Do not carry the pictures over; copy every other part of the entries exactly.

>> Start

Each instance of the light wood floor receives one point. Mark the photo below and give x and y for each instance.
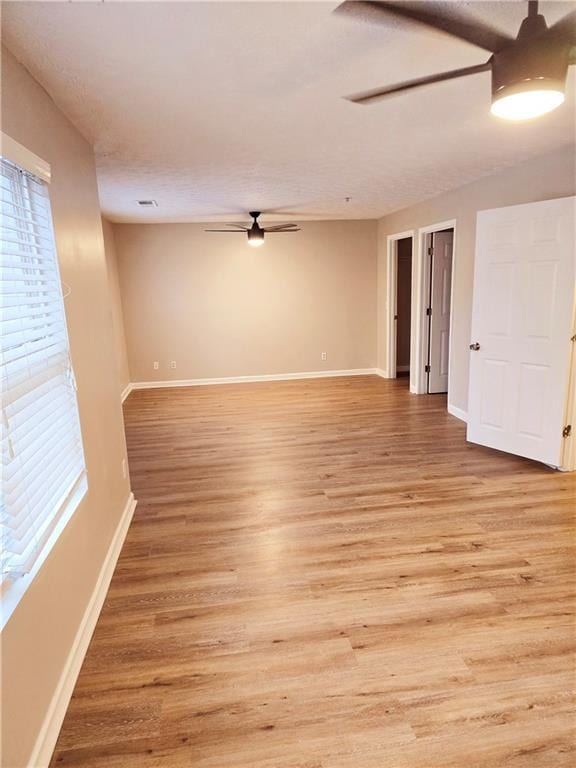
(323, 574)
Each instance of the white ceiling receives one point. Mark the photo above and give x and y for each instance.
(216, 108)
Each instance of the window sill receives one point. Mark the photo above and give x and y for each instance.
(13, 591)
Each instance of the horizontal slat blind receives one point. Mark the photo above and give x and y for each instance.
(42, 455)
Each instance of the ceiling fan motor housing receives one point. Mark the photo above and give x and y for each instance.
(537, 64)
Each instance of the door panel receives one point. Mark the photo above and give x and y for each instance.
(522, 309)
(440, 300)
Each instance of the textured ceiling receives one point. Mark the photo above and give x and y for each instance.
(217, 108)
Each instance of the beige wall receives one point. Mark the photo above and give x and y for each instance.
(39, 635)
(219, 307)
(121, 356)
(543, 178)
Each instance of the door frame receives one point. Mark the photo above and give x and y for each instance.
(420, 295)
(568, 455)
(391, 299)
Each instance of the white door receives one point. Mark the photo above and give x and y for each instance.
(521, 320)
(440, 295)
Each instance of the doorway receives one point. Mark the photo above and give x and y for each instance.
(438, 267)
(403, 315)
(400, 307)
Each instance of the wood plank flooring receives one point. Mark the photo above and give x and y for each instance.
(323, 574)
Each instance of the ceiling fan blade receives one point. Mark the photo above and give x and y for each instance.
(379, 93)
(279, 227)
(442, 16)
(565, 29)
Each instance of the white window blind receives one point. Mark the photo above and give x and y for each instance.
(42, 455)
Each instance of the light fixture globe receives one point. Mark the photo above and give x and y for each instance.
(255, 236)
(527, 100)
(529, 80)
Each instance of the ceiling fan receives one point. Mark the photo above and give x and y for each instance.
(528, 72)
(254, 231)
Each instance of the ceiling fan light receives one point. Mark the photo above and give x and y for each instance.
(527, 100)
(256, 239)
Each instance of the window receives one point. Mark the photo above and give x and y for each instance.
(43, 460)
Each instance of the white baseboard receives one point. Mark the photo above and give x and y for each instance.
(46, 741)
(125, 392)
(252, 379)
(458, 412)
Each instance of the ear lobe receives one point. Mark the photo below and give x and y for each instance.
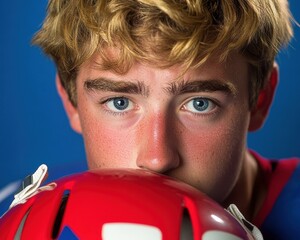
(70, 109)
(265, 98)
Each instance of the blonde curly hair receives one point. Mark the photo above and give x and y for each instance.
(164, 33)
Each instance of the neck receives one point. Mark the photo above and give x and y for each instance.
(249, 191)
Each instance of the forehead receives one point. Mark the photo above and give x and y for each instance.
(234, 69)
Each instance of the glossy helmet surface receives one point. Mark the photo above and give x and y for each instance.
(120, 205)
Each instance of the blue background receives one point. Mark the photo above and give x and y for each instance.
(34, 128)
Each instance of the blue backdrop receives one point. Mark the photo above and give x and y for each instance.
(34, 128)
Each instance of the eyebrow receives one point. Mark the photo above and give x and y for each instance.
(201, 86)
(109, 85)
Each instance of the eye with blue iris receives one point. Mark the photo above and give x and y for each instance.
(118, 104)
(199, 105)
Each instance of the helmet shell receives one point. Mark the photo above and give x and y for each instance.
(97, 204)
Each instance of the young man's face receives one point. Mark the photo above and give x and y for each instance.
(191, 127)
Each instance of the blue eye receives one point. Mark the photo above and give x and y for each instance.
(119, 104)
(199, 105)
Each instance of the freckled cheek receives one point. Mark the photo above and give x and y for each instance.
(108, 147)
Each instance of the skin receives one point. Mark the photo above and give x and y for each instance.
(158, 127)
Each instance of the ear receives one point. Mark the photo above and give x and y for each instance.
(265, 98)
(70, 109)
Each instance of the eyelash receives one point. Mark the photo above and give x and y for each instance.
(201, 114)
(105, 101)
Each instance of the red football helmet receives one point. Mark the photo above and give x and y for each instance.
(119, 205)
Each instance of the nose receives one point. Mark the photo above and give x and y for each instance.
(158, 151)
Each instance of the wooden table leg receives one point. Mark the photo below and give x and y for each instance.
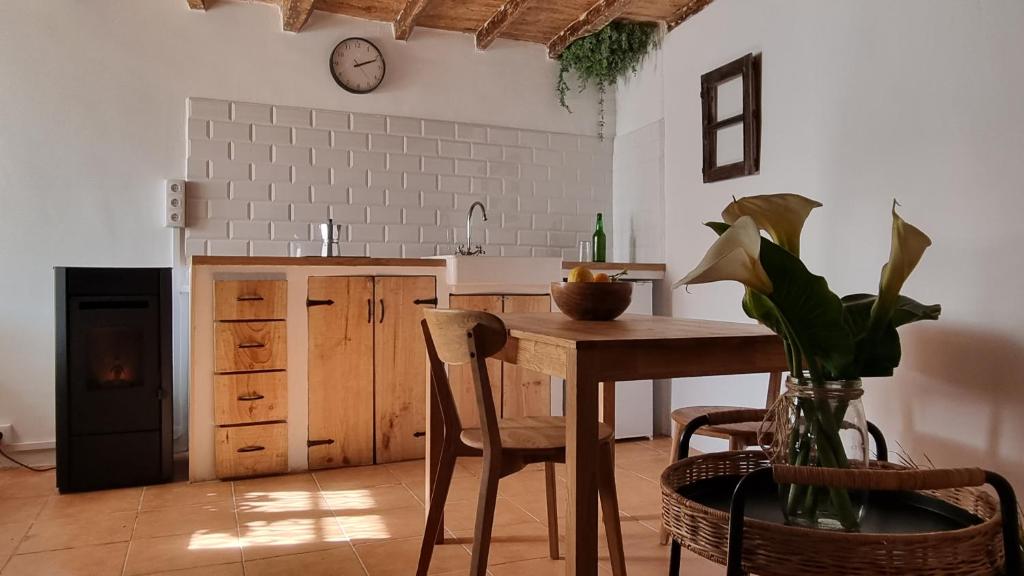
(607, 409)
(582, 464)
(435, 440)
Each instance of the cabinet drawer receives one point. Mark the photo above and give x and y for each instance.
(255, 450)
(243, 346)
(245, 399)
(251, 299)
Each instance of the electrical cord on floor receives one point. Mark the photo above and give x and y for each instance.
(23, 464)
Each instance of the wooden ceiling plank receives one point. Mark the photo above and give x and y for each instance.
(593, 19)
(687, 11)
(497, 23)
(403, 25)
(295, 13)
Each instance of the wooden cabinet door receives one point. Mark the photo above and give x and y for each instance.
(341, 371)
(525, 393)
(400, 366)
(460, 376)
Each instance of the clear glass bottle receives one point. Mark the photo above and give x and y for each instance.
(824, 426)
(599, 240)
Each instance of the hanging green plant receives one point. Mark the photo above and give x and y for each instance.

>> End

[Answer in full]
Each instance of the light wood floor receives one point. Mark the photo below and give x and y for each instance.
(323, 574)
Each instance of the white ceiling receives one point. Mark the photo above and give x and y for each instance.
(216, 108)
Each instance of the window sill receives one point. Mark the photo above and give x and y for each instance.
(13, 591)
Each instance of the horizontal slat blind receives one point. Mark the photo above and give x and y for each instance.
(42, 455)
Each instance of the ceiling fan motor housing receives one point. Mark the photo above and give x and y for each instance.
(537, 64)
Each instance of the door panel receives one point. Mark the photo above and give x and y for each instance.
(522, 309)
(440, 300)
Each instance of the textured ceiling receives one point. Mark the photo above and give x and y for each instance.
(217, 108)
Each instance of the beige wall receives one point. Mark the photo above and give x and y for each instance.
(39, 635)
(219, 307)
(121, 356)
(543, 178)
Each instance of the door frame receives one point. Mark the photo above and give x and y for each instance.
(420, 295)
(568, 455)
(391, 299)
Each instance of the white door receives one point. Mark the photo above and give x and y for each instance.
(521, 320)
(440, 295)
Each instance of the doorway receives one point. Mark the photo above and give x and y for each instance.
(438, 267)
(403, 315)
(400, 307)
Each instance of the wood plank flooring receives one point. Mark the photo above and give x and y for each instance.
(323, 574)
Each instance of the ceiling fan blade receives one point. Mark the photo above and give x and y for each instance.
(379, 93)
(279, 227)
(442, 16)
(565, 29)
Each instance of the white window blind receives one point. Mark the photo above and give x and y for each instance.
(42, 455)
Each instance of the light fixture globe receives one point. Mark the photo above and give x and y for each instance.
(255, 236)
(527, 100)
(529, 80)
Each instance of the ceiling fan receives one point. Mark the photo above and give x and y for each instance.
(528, 72)
(254, 231)
Each instance of the ceiling fan light receives one point. Mark the photo above and give x and y for each instance.
(527, 100)
(256, 239)
Each instance of the window receives one point. Mark the photo above and give x and y for each instance.
(43, 460)
Each instance of the white baseboard receives one point. Mark the photo above and give x and y for each instance.
(46, 741)
(125, 392)
(252, 379)
(458, 412)
Each instance of the ear lobe receives one point. Mark the photo below and give x and y for each instance.
(70, 109)
(265, 98)
Each instance of the blonde curly hair receives one point. Mark the photo above and give x and y for each instance.
(164, 33)
Each instance of the neck receives one point. Mark the photo above and give x and y for each instance.
(249, 191)
Each instance of the forehead receives one point. Mark the photo above and give x and y for each instance.
(234, 69)
Each instance of the glossy helmet surface receives one point. Mark the photo above and give x and y for each instance.
(120, 205)
Each instance of the blue background receives one point. Mark the photo above and give x and y for each instance.
(34, 128)
Each instance of the blue backdrop receives one point. Mark the photo above and give x and y for each instance.
(34, 128)
Each instance of the eyebrow receives one point. Mark the photo above and give x and y for each instance.
(201, 86)
(109, 85)
Each instance of the eye with blue iris receives one point. Mark the photo above and give x and y for each instance.
(118, 104)
(199, 105)
Each instance of the helmet shell receives one point. Mark the photo above and give x and y for each instance.
(97, 204)
Each instance of the young man's face receives one point. Mark the photo above and give x and y for each instance.
(191, 127)
Each instance of the blue eye receives one point. Mark the photo above and give x and y for each instance.
(119, 104)
(199, 105)
Each instance of the freckled cheek receives one point. Mark the photo above and give x and y for each instance.
(108, 147)
Each instance of the skin receives one point. Mark the photo above and give x and y for each instance.
(158, 127)
Each instance of the ear receives one point. Mark the photo above and give x and y for each instance.
(265, 98)
(70, 109)
Each instance of the eyelash receives one point. Mark the photo above and give x and y for each instance.
(201, 114)
(105, 101)
Each instance of the red football helmet receives one point. Mark the photo above and give x and y for each instance.
(119, 205)
Each instance of the nose receives one point. Mark the photo above and give x and y for each instance.
(158, 151)
Each instance of the wooden table leg receives one point. Mark the photo below and give x and y for each instance.
(607, 409)
(582, 464)
(435, 440)
Each instance of the cabinet drawer receives one point. Mark the photo above and give x and y for each instance.
(255, 450)
(243, 346)
(245, 399)
(251, 299)
Each instance of the electrical cord on floor receives one point. Mark the photo above and give x and y for each instance.
(23, 464)
Each instance of the wooden ceiling plank receives one point. Mark the photo above and give x and y for each instance.
(593, 19)
(687, 11)
(497, 23)
(403, 25)
(295, 13)
Each instance of the wooden cabinet door receives one point. Mark the photo above and give x and y for each instance.
(341, 371)
(525, 393)
(400, 366)
(460, 376)
Each instance of the clear glass bottle receives one point. Mark the photo above and give x and y for each instance.
(824, 426)
(599, 240)
Each instance of the hanging green plant receives one point. Mark the photo above and give x and y for each instance.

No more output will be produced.